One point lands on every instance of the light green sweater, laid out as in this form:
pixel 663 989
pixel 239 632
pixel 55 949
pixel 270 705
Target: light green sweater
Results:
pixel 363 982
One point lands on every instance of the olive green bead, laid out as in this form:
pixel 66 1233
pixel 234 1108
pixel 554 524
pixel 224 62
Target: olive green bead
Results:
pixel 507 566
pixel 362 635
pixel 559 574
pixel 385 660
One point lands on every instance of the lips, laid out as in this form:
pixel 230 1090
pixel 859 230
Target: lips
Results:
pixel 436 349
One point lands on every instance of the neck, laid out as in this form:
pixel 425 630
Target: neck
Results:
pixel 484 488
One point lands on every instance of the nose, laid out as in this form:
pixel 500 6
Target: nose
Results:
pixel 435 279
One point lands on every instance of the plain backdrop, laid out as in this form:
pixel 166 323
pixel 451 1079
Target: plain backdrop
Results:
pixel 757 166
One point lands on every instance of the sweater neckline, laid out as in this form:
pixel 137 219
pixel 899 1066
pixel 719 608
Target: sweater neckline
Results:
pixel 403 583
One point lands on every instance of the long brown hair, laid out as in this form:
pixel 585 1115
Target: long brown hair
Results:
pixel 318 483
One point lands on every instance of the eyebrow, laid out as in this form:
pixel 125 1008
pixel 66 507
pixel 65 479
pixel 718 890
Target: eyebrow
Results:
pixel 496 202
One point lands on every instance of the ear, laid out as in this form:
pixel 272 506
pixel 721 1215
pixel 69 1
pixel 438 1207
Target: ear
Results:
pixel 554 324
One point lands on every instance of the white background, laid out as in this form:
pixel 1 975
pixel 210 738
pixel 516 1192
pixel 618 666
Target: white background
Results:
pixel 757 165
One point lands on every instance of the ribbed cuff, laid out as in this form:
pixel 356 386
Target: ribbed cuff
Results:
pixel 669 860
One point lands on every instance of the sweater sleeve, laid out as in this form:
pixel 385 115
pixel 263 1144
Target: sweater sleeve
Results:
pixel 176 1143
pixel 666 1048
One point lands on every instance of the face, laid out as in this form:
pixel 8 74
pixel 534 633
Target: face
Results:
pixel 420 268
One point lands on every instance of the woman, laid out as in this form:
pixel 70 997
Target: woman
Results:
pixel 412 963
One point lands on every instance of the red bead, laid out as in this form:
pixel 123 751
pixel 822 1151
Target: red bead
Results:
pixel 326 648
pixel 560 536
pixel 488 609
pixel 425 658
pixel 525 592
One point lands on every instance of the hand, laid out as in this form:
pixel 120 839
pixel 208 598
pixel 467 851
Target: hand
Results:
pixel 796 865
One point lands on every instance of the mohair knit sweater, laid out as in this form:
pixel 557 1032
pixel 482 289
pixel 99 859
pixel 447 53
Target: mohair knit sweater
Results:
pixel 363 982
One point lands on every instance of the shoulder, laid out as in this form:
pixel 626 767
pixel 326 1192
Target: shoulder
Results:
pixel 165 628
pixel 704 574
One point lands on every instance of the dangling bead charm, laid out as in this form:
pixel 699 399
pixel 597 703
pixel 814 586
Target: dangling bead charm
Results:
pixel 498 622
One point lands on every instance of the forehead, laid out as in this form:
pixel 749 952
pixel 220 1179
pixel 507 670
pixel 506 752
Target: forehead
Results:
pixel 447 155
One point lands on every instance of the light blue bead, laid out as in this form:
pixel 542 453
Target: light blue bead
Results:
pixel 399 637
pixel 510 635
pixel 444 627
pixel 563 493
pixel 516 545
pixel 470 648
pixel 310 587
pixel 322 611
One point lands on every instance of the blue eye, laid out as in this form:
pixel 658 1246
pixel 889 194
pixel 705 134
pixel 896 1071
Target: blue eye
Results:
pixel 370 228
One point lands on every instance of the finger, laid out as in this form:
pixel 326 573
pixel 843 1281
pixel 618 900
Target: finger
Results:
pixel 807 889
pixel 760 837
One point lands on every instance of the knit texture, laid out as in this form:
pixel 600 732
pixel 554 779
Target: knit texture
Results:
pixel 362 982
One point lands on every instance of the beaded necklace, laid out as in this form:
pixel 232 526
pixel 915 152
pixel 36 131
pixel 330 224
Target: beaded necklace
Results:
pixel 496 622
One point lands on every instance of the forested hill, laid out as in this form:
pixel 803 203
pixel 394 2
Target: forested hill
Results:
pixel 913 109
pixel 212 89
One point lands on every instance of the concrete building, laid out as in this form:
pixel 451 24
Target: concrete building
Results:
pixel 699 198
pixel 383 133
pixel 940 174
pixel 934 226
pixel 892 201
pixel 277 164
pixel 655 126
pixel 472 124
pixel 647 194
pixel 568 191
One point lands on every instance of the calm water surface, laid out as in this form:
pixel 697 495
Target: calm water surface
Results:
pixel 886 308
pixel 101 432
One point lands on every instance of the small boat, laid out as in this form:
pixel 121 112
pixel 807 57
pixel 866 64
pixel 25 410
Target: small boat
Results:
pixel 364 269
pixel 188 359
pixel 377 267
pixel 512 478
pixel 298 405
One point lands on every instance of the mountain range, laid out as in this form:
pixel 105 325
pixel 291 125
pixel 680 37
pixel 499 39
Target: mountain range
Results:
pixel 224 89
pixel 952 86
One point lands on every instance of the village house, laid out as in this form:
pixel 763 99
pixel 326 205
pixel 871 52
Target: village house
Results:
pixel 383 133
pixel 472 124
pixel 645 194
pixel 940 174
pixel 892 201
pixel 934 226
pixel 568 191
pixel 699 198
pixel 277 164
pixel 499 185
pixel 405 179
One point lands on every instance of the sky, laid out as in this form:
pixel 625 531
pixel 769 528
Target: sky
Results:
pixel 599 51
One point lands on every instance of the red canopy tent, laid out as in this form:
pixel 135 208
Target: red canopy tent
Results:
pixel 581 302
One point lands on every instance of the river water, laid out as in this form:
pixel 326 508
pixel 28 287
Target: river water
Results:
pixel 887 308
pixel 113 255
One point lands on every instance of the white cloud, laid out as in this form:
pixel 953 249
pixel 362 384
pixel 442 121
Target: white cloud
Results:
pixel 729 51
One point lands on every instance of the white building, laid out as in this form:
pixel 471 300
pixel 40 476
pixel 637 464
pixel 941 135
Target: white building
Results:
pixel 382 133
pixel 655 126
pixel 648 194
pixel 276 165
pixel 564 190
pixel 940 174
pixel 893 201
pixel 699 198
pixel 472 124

+ + +

= WORK INSTRUCTIONS =
Switch "ribbed cuff" to "knit cuff" in the rows from the line with "One point lands on every instance of the white background, laid" up to and including the line with "pixel 525 592", and give those lines again with everything else unchanged.

= SOLUTION FOR THIS EXERCISE =
One point lands on every instance of the white background, laid out as in this form:
pixel 1 975
pixel 210 738
pixel 516 1192
pixel 618 666
Target: white background
Results:
pixel 757 165
One point lands on every instance of the knit cuff, laid out as in this form:
pixel 356 386
Target: knit cuff
Results:
pixel 669 860
One point lands on every instance of the sweater sleeve, laid out as in this form:
pixel 385 115
pixel 263 1144
Target: sweater sleeve
Results:
pixel 176 1143
pixel 666 1048
One point lands on every instance of the face, laid out as in this form:
pixel 8 74
pixel 534 633
Target: face
Results:
pixel 420 268
One point lands on every instance of the woman, laid out as in this form:
pixel 70 997
Target: woman
Results:
pixel 412 963
One point lands on every instance of the red bead, laid out as in this form:
pixel 123 751
pixel 822 1151
Target: red bead
Results:
pixel 326 648
pixel 560 536
pixel 488 609
pixel 425 658
pixel 525 592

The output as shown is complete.